== YOUR TASK ==
Copy each line below without leaving any out.

== INPUT DATA ==
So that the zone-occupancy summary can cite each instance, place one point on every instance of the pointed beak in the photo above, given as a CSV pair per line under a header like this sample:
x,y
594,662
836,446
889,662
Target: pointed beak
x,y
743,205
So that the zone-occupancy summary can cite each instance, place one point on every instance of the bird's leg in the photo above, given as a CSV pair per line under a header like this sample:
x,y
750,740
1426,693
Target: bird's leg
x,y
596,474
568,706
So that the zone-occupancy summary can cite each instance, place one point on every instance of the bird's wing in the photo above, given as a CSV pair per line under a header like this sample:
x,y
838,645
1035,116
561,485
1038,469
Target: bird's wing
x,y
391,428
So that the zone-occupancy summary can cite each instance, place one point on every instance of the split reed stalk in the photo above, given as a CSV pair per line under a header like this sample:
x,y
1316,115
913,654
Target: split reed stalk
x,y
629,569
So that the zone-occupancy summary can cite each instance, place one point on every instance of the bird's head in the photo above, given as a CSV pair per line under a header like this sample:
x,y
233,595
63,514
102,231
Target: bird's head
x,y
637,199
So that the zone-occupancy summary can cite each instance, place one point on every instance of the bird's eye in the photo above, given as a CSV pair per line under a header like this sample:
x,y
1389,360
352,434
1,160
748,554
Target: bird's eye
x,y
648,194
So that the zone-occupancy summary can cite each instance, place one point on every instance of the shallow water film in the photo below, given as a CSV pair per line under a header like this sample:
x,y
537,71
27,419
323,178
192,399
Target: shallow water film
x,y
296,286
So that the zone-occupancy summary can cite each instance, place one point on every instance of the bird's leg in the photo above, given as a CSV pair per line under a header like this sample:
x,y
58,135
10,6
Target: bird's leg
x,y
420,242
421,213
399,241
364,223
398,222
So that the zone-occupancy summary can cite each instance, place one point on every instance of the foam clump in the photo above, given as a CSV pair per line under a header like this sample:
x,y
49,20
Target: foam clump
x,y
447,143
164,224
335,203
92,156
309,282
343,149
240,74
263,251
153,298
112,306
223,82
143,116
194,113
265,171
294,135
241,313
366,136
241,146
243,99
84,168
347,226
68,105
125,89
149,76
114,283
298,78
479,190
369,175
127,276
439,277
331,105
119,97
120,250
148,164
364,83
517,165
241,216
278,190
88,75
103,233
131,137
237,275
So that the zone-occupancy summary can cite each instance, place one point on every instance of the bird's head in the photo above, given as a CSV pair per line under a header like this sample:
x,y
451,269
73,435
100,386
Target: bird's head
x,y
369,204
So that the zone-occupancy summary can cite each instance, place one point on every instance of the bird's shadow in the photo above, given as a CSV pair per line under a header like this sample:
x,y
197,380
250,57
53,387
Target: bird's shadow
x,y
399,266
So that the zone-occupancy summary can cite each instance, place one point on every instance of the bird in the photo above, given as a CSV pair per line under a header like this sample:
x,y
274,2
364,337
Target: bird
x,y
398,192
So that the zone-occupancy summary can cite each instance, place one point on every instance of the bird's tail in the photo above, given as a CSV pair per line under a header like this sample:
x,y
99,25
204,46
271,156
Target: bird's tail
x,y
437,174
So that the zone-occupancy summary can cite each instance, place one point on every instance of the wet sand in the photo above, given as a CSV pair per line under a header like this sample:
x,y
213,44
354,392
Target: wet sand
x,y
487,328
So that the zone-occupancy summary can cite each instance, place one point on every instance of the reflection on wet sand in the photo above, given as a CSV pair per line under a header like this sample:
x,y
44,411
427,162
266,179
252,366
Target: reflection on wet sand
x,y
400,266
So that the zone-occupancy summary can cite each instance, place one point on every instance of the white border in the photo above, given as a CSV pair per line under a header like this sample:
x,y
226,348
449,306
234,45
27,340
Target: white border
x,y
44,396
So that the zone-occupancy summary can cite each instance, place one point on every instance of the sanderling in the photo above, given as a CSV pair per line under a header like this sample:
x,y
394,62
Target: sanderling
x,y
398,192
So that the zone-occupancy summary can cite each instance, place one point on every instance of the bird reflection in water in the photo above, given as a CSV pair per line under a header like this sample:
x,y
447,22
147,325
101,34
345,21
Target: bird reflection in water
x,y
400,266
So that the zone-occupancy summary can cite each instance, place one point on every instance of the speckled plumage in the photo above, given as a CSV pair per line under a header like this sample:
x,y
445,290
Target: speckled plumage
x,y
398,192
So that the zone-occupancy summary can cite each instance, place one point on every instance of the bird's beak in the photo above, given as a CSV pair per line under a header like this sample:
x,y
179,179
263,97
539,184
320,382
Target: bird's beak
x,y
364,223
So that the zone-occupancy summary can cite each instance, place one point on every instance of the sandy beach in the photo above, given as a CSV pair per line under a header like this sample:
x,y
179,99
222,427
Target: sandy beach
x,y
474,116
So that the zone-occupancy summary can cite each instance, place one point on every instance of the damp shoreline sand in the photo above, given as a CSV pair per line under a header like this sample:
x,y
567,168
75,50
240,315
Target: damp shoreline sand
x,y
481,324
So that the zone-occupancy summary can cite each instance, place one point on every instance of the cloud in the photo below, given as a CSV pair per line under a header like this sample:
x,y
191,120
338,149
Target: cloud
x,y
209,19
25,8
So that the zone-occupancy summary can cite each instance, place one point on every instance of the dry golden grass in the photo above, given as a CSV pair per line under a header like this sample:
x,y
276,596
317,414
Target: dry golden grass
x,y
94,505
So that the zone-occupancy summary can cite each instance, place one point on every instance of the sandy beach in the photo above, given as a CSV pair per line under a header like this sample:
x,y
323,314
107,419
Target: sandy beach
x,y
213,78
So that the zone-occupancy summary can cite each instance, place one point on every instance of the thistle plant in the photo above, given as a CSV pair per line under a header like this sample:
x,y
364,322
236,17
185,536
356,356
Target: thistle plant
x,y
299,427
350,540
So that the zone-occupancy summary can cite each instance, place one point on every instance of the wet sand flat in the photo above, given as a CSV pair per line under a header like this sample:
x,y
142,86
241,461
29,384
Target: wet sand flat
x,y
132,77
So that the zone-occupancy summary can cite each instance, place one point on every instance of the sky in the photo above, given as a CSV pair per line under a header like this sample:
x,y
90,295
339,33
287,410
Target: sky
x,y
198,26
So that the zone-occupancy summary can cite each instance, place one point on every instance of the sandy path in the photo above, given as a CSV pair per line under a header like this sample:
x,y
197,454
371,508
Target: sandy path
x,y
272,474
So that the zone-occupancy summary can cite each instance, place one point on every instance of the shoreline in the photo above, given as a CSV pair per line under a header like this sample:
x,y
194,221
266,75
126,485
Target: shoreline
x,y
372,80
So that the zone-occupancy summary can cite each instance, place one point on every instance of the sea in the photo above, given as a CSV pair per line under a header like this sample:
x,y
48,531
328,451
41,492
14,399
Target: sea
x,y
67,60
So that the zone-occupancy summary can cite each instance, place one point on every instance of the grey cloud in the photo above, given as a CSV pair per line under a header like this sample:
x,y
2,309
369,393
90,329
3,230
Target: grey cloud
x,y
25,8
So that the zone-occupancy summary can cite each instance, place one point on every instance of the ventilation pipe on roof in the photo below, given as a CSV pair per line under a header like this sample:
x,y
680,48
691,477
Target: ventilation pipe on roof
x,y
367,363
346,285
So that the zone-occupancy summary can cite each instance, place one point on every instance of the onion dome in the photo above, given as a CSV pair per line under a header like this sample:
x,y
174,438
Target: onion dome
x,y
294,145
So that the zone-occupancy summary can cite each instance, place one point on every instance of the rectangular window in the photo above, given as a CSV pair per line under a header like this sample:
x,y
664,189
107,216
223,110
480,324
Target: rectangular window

== WORKED SOLUTION ==
So that the zone-occupancy summary can cite each instance, place one point on every instance of the pointed beak in the photo above, given as a CSV pair per line under a header like this sample:
x,y
594,662
836,446
889,662
Target: pointed beak
x,y
743,205
So that the zone-occupancy summary can cite each instance, place one point on every instance of the bird's leg in the photo above, given as a CSV pair per line under a header like this sample:
x,y
750,740
1426,693
Target: bird's leg
x,y
596,474
568,706
So that the zone-occupancy summary can cite each instance, place one point on every instance of the bird's wing in the photo above, given as a CSV pair per line under a header like this sample:
x,y
838,645
1035,116
561,485
1038,469
Target: bird's wing
x,y
391,428
So that the zone-occupancy summary can cite each instance, place one point on every instance of the split reed stalk in the photo above, given as a CSV pair per line under a header like this sample:
x,y
1316,115
913,654
Target: split reed stalk
x,y
629,569
So that the zone-occupancy summary can cite each instance, place one point on every instance of the bird's head in the photo above, given as a CSV pair per line under a header like this sample:
x,y
233,595
63,514
102,231
Target: bird's head
x,y
637,199
So that the zone-occupancy summary can cite each instance, place one point on every instance of the bird's eye in the photo above, given as a CSV pair per line under a header like this sample:
x,y
1389,360
352,434
1,160
748,554
Target: bird's eye
x,y
648,194
So that the zone-occupancy summary can cite each instance, place one point on every instance of the shallow water film in the photo below, given as a CSV pair per line under a header like this sample:
x,y
537,71
27,419
323,178
192,399
Target: shallow water film
x,y
296,286
So that the zone-occupancy summary can cite each instance, place one point on every instance of the bird's leg in the photo above, given as a CSV pair per line under a header like this sample:
x,y
58,135
10,6
Target: bird's leg
x,y
420,242
421,213
399,241
364,223
398,222
So that the zone-occupancy summary can cite each instance, place one point on every instance of the foam clump in the photo above, given as a CSV pair per line under a header like this sample:
x,y
49,20
Target: foam clump
x,y
447,143
164,224
335,203
92,156
309,282
343,149
240,74
263,251
153,298
112,306
223,82
143,116
194,113
265,171
294,135
241,313
366,136
241,146
243,99
84,168
347,226
68,105
125,89
149,76
114,283
298,78
479,190
369,175
127,276
439,277
331,105
119,97
120,250
148,164
364,83
517,165
241,216
278,190
88,75
103,233
131,137
237,275
So that the zone-occupancy summary can cite each instance, place one point on every instance of the bird's head in the photo above, given as a CSV pair per line under a header like this sample:
x,y
451,269
73,435
100,386
Target: bird's head
x,y
369,204
So that the zone-occupancy summary can cite each instance, place one point on every instance of the bird's shadow in the photo above, given as a CSV pair per line under a header like this sample:
x,y
197,380
250,57
53,387
Target: bird's shadow
x,y
399,266
So that the zone-occupancy summary can cite each instance, place one point on every instance of the bird in the photo above, given as a CSV pair per line under a header like this sample:
x,y
274,2
364,337
Target: bird
x,y
398,192
So that the zone-occupancy summary can cite each instance, place one point on every instance of the bird's tail in the photo above, given as a CSV pair per line under a header like this sample:
x,y
99,25
204,46
271,156
Target: bird's tail
x,y
437,174
So that the zone-occupancy summary can cite each instance, place one point on every instance of the wet sand in the photo above, given as a CSV pair per line under a header like this sample:
x,y
213,44
354,392
Target: wet sand
x,y
487,328
So that the zone-occupancy summary can cite each instance, place one point on every instance of the reflection on wet sand in the photo above, given as a CSV pair per line under a header like this sample:
x,y
44,411
427,162
266,179
252,366
Target: reflection on wet sand
x,y
400,266
So that the zone-occupancy summary can cite each instance, place one point on every instance of the white border in the photo above, given as a CSV pair per line under a header like this sample:
x,y
226,348
449,306
234,45
27,340
Target: white border
x,y
44,396
So that the zone-occupancy summary can cite each instance, place one point on every instance of the sanderling in the photo above, given as a CSV pair per line under a header like this sample:
x,y
394,62
Target: sanderling
x,y
398,192
So that the zone-occupancy summary can cite each instance, place one point on every instance of the bird reflection in water in the photo above, given as a CSV pair per line under a header like this sample:
x,y
447,22
147,325
101,34
345,21
Target: bird reflection in water
x,y
400,266
So that the zone-occupancy summary can cite each instance, place one point on every instance of the speckled plumage in the photo above, given as a CSV pair per line under a header like this sample:
x,y
445,290
Target: speckled plumage
x,y
398,192
So that the zone-occupancy summary can cite each instance, place one point on every instance of the bird's beak in the photo above, given as a CSV pair per line under a header like this sample:
x,y
179,179
263,97
539,184
320,382
Target: bird's beak
x,y
364,223
So that the zone-occupancy summary can cite each instance, place one point on every instance of the sandy beach in the photo above, given as a CSV pair per line under a header like this sample:
x,y
179,99
222,427
Target: sandy beach
x,y
474,116
So that the zone-occupancy summary can cite each instance, place one point on every instance of the damp shoreline sand in the photo above, given as a CSV pair per line under a header like this sample:
x,y
567,168
75,50
240,315
Target: damp shoreline sand
x,y
481,324
So that the zone-occupancy summary can cite each instance, place one point on every instance of the cloud in the photo below, given as a CSV pair per line under a header like this sample:
x,y
191,120
338,149
Target: cloud
x,y
209,19
25,8
So that the zone-occupancy summary can cite each instance, place one point on every instance of the dry golden grass in the photo above, given as a CSV pair per line under a header like this sample:
x,y
276,596
317,414
Target: dry golden grass
x,y
94,505
So that the zone-occupancy summary can cite each instance, place one point on every instance of the sandy beach in the photo above, given as a CSV pair per line under a header like this sample:
x,y
323,314
107,419
Target: sandy beach
x,y
213,78
So that the zone-occupancy summary can cite each instance, place one point on every instance of the thistle plant in the photo above, given as a CSV pair per line under a header like this sample:
x,y
364,322
236,17
185,536
356,356
Target: thistle plant
x,y
299,427
350,540
So that the zone-occupancy summary can cite each instance, place one point on every instance of the wet sand flat in the photo above, given as a CSV pair per line under a header like this sample:
x,y
142,86
241,461
29,384
Target: wet sand flat
x,y
132,77
So that the zone-occupancy summary can cite each instance, place one point on every instance of the sky in the photo above, given as a CSV pair per line under a header like this sample:
x,y
90,295
339,33
287,410
Target: sky
x,y
198,26
So that the zone-occupancy summary can cite each instance, place one point on every instance of the sandy path in the photo above, given as a CSV pair per line under a header like this sample:
x,y
197,454
371,508
Target: sandy path
x,y
272,474
So that the zone-occupancy summary can cite each instance, place one point on every instance of the shoreline in the photo above, given as a CSV pair per line under a header like this sample:
x,y
194,221
266,75
126,485
Target: shoreline
x,y
372,80
So that the zone-occupancy summary can cite each instance, place one point on every instance of the sea in the photo above, given as a CSV pair per line under a header like this sample:
x,y
48,531
328,451
41,492
14,399
Target: sea
x,y
67,60
So that the zone-occupancy summary can cite each instance, place one point on every instance of the grey cloud in the photo above, given as a CSV pair per line under a header like this sample:
x,y
2,309
369,393
90,329
3,230
Target: grey cloud
x,y
25,8
So that the zone-occupancy summary can cite each instance, place one point on every instance of the ventilation pipe on roof in the photo below, given as a CSV pair per line under a header like this sample:
x,y
680,48
691,477
Target: ventilation pipe on roof
x,y
367,363
346,285
So that the zone-occupancy summary can cite each instance, place one point on every instance of the onion dome in the photo above, given as a CSV pair per line under a header like this sample:
x,y
174,438
Target: onion dome
x,y
294,145
So that the zone-occupancy summary can cite each instance, place one point on every instance of the rectangular window in the photo above, given as a CSV pair per line under a header like this sample:
x,y
664,189
107,216
223,110
480,324
Target: rectangular window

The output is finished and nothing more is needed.